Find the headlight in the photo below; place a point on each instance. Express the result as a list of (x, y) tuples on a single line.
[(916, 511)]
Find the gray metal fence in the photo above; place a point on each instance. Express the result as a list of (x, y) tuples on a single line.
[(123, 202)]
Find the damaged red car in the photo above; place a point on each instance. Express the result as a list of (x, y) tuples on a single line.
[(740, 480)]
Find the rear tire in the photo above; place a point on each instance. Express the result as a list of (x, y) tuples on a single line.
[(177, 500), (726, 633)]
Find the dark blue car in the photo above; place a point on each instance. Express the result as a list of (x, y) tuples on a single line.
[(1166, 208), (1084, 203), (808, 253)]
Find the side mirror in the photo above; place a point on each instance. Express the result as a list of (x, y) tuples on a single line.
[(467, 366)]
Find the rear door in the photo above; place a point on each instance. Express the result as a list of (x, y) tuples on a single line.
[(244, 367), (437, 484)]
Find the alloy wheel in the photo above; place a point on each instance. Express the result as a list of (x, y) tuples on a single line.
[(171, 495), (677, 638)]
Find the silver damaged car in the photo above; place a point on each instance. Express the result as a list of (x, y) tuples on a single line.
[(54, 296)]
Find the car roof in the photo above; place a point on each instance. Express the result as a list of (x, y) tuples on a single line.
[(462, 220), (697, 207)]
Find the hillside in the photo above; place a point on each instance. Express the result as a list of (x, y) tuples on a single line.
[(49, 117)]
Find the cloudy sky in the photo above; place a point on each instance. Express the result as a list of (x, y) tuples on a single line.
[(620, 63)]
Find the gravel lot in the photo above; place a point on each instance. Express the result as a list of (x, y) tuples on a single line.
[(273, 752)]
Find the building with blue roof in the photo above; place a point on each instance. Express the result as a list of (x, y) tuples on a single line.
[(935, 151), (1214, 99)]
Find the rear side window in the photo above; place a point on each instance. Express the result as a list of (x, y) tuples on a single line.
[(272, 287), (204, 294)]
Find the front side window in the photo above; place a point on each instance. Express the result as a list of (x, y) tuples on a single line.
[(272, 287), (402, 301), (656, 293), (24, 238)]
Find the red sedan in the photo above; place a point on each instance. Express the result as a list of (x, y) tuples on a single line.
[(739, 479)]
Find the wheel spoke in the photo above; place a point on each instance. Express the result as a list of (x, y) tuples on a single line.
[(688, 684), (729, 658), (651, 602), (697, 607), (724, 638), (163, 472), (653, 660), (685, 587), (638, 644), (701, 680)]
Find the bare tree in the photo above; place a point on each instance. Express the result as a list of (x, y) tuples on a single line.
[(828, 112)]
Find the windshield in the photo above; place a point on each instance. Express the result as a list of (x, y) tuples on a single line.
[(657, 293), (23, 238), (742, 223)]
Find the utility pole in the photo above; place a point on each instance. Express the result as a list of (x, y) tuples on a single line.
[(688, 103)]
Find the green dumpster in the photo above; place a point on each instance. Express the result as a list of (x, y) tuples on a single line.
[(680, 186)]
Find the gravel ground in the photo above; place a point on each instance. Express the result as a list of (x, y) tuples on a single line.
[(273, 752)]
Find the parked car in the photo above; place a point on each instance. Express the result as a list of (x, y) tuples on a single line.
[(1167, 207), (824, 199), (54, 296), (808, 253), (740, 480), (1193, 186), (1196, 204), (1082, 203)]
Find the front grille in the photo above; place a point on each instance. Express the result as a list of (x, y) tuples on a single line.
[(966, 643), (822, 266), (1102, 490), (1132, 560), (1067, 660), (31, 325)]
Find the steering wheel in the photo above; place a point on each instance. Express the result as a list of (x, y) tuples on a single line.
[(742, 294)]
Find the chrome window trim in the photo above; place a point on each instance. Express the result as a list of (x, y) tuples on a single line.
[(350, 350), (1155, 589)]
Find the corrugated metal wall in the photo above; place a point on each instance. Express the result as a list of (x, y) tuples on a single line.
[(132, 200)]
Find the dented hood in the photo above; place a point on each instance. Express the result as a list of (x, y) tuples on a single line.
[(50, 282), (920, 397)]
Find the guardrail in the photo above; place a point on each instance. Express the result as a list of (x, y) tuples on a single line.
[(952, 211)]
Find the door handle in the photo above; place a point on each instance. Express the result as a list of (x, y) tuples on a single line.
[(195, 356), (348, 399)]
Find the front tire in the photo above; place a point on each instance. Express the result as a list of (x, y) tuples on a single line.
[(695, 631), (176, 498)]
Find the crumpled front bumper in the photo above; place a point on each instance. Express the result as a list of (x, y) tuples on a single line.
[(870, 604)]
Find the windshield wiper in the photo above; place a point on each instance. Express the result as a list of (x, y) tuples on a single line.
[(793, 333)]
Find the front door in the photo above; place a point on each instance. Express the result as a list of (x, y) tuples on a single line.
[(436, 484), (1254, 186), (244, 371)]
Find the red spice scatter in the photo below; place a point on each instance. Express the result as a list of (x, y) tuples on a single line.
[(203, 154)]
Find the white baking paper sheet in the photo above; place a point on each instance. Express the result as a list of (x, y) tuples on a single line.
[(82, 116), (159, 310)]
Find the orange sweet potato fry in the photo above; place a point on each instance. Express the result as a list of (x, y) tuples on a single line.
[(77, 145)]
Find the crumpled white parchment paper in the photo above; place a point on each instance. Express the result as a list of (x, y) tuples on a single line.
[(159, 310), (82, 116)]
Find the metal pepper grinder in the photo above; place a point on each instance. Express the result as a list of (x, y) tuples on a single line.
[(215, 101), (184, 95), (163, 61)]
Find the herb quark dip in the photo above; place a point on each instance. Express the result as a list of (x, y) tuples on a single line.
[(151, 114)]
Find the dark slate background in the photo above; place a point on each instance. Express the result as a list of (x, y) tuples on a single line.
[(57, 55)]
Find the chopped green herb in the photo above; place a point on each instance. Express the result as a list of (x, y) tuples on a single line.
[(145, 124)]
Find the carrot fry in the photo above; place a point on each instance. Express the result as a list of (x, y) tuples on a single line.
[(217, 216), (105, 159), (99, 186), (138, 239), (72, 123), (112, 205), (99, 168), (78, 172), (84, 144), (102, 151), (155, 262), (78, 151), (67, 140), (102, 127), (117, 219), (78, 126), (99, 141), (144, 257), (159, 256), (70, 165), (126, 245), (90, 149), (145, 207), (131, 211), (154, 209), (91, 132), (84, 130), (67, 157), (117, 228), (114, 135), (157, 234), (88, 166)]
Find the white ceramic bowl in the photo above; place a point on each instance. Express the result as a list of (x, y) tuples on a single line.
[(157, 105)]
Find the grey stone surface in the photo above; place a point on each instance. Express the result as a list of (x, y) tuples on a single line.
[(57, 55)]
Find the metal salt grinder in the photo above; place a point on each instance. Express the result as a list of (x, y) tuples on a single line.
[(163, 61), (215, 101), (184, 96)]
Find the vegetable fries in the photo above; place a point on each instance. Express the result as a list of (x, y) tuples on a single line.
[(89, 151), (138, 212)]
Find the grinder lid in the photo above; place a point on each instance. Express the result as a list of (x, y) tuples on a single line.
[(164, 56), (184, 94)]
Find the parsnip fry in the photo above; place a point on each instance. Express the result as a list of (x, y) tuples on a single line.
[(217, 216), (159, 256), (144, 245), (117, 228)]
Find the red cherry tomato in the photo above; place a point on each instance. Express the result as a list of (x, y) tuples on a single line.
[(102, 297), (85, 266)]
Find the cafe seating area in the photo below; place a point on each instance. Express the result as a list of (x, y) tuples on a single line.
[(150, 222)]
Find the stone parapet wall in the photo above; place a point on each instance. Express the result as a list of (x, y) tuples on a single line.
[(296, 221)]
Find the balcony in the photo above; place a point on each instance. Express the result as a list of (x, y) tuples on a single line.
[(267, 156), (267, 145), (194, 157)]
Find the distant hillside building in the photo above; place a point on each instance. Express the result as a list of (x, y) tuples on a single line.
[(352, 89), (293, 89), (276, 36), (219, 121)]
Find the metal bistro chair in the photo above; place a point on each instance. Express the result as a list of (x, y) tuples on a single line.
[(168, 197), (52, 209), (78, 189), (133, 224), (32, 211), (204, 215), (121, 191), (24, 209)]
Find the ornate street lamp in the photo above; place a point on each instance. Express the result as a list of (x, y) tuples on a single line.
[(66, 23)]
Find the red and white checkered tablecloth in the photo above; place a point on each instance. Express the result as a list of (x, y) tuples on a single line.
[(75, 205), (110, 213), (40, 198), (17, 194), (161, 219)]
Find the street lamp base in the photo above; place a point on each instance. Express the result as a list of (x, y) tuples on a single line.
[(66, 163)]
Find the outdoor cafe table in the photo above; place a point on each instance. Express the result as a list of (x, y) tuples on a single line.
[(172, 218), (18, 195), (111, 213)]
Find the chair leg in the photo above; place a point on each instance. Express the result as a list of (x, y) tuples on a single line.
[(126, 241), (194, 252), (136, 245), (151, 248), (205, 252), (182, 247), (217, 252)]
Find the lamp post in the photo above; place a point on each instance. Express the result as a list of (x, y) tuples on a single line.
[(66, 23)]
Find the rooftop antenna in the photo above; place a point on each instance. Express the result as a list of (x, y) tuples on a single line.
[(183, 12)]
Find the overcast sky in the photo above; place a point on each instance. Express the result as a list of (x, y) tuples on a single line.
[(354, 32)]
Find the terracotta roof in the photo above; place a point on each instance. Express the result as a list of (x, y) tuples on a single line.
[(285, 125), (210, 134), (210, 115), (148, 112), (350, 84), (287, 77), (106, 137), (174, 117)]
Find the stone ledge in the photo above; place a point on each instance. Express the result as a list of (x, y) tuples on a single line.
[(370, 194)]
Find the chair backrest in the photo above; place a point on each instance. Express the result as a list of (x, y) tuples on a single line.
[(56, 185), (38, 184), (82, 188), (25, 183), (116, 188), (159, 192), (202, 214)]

......

• What is asked: Render the listing as a numbered list, from its first line through the line containing "[(935, 151), (1214, 99)]", with blank lines omitted.

• Result:
1. Find the headlight in the photo below; place a point on each instance. Express the result as a list of (x, y) tuples on a single line.
2. [(916, 511)]
3. Find the gray metal fence in the photo above; place a point on each instance. Express the result as a list of (x, y) tuples on a single line.
4. [(123, 202)]
5. Find the damaged red car in the photo above; place a point on each instance. Express the result as a list of (x, y) tuples on a single line.
6. [(740, 480)]
7. Find the rear tire in the photo above; place a point on each instance. Express the result as a list of (x, y) tuples on a single line.
8. [(177, 500), (726, 633)]
9. Find the dark blue car in the photo above; place a point on each instance. Express the result as a list of (x, y) tuples on a single line.
10. [(1166, 208), (1084, 203), (808, 253)]
11. Find the side mirror in the photo above; place a point on each instance. Express the result as a list of (x, y) tuples on a single line.
12. [(467, 366)]
13. Find the rear door in the photo above; place a point on each instance. Express the result as a list of (x, y) tuples on a single line.
14. [(244, 367), (437, 484)]
15. Find the alloy wheel in the photo above; place a point on each instance. Express the result as a list of (x, y) tuples on a single line.
16. [(171, 495), (677, 638)]
17. Find the silver damaged car in the photo above; place a point on each instance. Express the result as a list of (x, y) tuples on a single line.
18. [(54, 296)]
19. Find the car roof in the photo above; place a point on each instance. Express the result as a list of (x, y) tuples on a single line.
20. [(462, 220), (697, 207)]
21. Find the hillside in the photo above; place a point on each instance. Express the result as a list of (x, y) tuples on a single line.
22. [(49, 117)]
23. Find the cloudy sky in the photo above; place a point on each instance. Express the result as a list of (x, y) tuples on a single line.
24. [(620, 63)]
25. Find the gravel lot in the photo above; place a point on each instance. Express the result as a list of (x, y) tuples on a single line.
26. [(273, 752)]
27. Find the building with blue roof in the photo above; place a point on each instance. Express the result as a list of (x, y) tuples on a single line.
28. [(935, 151), (1214, 99)]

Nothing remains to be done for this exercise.